(Source data)
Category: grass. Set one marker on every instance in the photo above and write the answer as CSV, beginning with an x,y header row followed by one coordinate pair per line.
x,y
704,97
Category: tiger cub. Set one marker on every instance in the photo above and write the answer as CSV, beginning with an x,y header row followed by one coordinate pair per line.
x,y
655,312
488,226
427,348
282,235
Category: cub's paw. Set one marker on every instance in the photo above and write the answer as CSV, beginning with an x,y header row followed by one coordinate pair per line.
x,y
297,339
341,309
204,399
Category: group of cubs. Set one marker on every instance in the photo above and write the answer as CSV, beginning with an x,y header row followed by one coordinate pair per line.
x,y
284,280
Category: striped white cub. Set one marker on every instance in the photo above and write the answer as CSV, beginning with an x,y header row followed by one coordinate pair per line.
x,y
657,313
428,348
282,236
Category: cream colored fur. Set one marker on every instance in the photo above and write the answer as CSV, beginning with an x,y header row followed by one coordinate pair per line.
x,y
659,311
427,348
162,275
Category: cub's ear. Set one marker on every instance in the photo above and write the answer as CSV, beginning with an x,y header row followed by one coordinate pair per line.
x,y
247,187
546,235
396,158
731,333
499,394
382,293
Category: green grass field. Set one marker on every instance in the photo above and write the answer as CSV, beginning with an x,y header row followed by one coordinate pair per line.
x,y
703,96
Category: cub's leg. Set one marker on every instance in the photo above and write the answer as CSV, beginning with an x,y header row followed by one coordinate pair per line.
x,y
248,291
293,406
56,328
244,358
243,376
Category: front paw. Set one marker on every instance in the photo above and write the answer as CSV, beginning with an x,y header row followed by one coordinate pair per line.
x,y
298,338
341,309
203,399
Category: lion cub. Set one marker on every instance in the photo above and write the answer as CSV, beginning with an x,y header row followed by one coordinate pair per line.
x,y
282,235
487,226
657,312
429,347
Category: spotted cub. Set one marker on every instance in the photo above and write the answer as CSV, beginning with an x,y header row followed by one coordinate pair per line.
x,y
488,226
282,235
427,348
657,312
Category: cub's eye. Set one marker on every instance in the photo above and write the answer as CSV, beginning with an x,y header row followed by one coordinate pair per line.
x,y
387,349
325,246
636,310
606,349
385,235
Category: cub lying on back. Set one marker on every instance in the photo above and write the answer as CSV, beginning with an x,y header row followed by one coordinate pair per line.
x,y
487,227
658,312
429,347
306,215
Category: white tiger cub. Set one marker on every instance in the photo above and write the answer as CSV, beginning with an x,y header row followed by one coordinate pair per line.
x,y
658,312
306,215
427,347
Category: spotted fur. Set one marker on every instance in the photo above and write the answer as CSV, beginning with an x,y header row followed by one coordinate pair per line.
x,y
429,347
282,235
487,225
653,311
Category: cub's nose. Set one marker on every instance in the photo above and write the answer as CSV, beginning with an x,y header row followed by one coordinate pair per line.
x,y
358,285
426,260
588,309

• [YOUR INSTRUCTIONS]: Nothing in the data may differ; print all of it exactly as written.

• [WRITTEN RESPONSE]:
Category: grass. Set one marker on every instance in the photo above and write the answer as CSV, beginning with an x,y header row followed by one coordinate pair per line.
x,y
704,97
Category: tiger cub. Set one marker on every instance in the photo above and write the answer as CSV, beginning with an x,y header row followed by one coordinate pair per line.
x,y
655,312
488,226
427,348
282,235
Category: cub's paw. Set one marker on every instance in the photo above and write the answer as CSV, beginning with an x,y header row followed by one coordinate pair per line.
x,y
297,339
341,309
204,399
Category: group of cubs. Set one marker on every instance in the photo above and write the answer as CSV, beginning with an x,y header row followed by one coordinate pair per line.
x,y
284,280
Category: striped white cub. Set one marker on every instance in the photo above and write the answer as CSV, beginning with an x,y header row followed by one coordinate pair per line.
x,y
657,313
428,348
282,236
Category: cream colored fur. Set one marker on every instance in the photo above and write the answer as CSV, beginning with an x,y header row followed by one coordinate pair per line.
x,y
659,311
427,348
162,275
Category: cub's ear. Set one marker on every instance in the photo above and write the answer as CSV, beginning with an x,y header row followed by one coordinate pair per line.
x,y
247,187
546,235
396,158
731,333
499,394
382,293
Category: green grass field. Set one marker on every instance in the photo above and write the answer as CSV, beginning with an x,y header row followed by one coordinate pair per line.
x,y
703,96
Category: cub's leg. Set one marker on every instance in the photo above and write the answer as CSV, beginning with an x,y header row followed by one coordinate pair per line.
x,y
248,291
293,406
56,328
244,358
243,376
Category: front paw. Set one marker on every instance in the photo above and write the answer as CSV, beginning with an x,y header row followed by one coordinate pair per line.
x,y
298,338
341,309
203,399
Category: lion cub. Set one marker on every instance in the photo above and write the answer as CSV, beginning with an x,y header row followed by one coordinate pair per line.
x,y
282,235
487,226
657,312
429,347
Category: spotted cub. Set one marker on every instance in the photo above and write the answer as CSV, beginning with an x,y header row followed by one coordinate pair per line.
x,y
488,226
282,235
427,348
657,312
Category: cub's eye. Set one marker on every instance in the photo above and write the answer as CSV, beginning with an x,y header row followed by one coordinate pair per line.
x,y
387,349
325,246
636,310
606,349
385,235
Category: cub lying on back. Set one marker on every instance in the photo above and write the answer as CSV, beginning with an x,y header row followed by one coordinate pair per line.
x,y
487,227
658,312
429,347
306,215
Category: white tiger cub. Set one marker on every instance in the photo above and write the answer as CSV, beginning with an x,y header row followed by one coordinate pair per line.
x,y
658,312
306,215
427,347
Category: spotted fur. Set one marker on every instance in the photo above and write the answer as CSV, beginning with an x,y header row followed by one coordinate pair per line.
x,y
429,347
282,235
487,225
653,311
Category: cub's nose. Set one marker on every instance in the photo above and write the answer as CSV, beginning with an x,y header row followed by one coordinate pair per line.
x,y
358,285
426,260
588,309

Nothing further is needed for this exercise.